**EXERCISE PASSAGE**
Biden hopes to close the housing supply gap within five years. He announced immediate changes, but the extensive plan requires some congressional action.
WASHINGTON – The White House released a comprehensive Housing Supply Action Plan that he hopes will alleviate the current housing shortage within five years by boosting the supply of housing in every community.
While a few changes are immediate under presidential powers, Congress would need to enact legislation to achieve some of Biden’s goals.
“While the policies cover a wide range of issues and agencies, most are intended to do one thing: Make it easier and more economical to build affordable housing,” said Jim Parrott, a former Obama administration housing adviser, told The Wall Street Journal. “The total effect should be considerable.”
Housing Supply Action Plan overview
Provide incentives that entice communities to reform their zoning and land use policies, notably to make them more housing and development friendly.
Use new financing mechanisms at Fannie Mae, Freddie Mac and HUD where financing gaps exist – a financial incentive to build and preserve more housing, such as manufactured housing, accessory dwelling units (ADUs), 2-4 unit properties and smaller multifamily buildings.
Expand and improve existing forms of federal financing. This could include a Fannie Mae-led initiative to place multi-family Construction to Permanent loans in wider use; promote the use of state, local and tribal government COVID-19 recovery funds to expand the affordable housing supply; and/or reforming the Low-Income Housing Tax Credit (LIHTC) and the HOME Investment Partnerships Program (HOME).
Enact the Neighborhood Homes Investment Act to build and rehabilitate 125,000 homes for low- and middle-income homebuyers.

**DIRECTIONS**
A. From the article on the Housing Supply Action Plan, list each type of housing given as an example of what the new financing mechanisms would help build and preserve.
B. Resume the article on the Housing Supply Action Plan, starting after its last sentence.
The material that follows is separate from the article on the Housing Supply Action Plan.

**MATERIAL PROVIDED**
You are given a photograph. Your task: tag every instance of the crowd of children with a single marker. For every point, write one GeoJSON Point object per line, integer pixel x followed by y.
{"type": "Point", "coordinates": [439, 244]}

**RESPONSES TO THE TASKS**
A. manufactured housing, accessory dwelling units (ADUs), 2-4 unit properties, smaller multifamily buildings

B.
Ensure that more government-owned homes go to owners who will live in them or non-profits that will rehab them – not large institutional investors.
Work with the private sector to address supply chain challenges, labor shortages and improve building techniques to finish construction in 2022 on the most homes in any year since 2006.
While the National Association of Realtors® (NAR) applauds the release of the plan, it also encourages the White House and Congress to consider stronger measures to create additional residential units, such as tax incentives to convert unused or underutilized commercial property to affordable housing or condominiums, and tax incentives to increase the supply of construction workers.
“With rising mortgage rates and a persistent shortage of affordable homes, the dream of homeownership is limited for many middle-income, first-time, and first-generation homebuyers. Urgent action is needed to tackle our nation’s housing supply crisis,” says NAR President Leslie Rouda Smith. “NAR welcomes the administration’s work on this effort and encourages policymakers to look at comprehensive action.”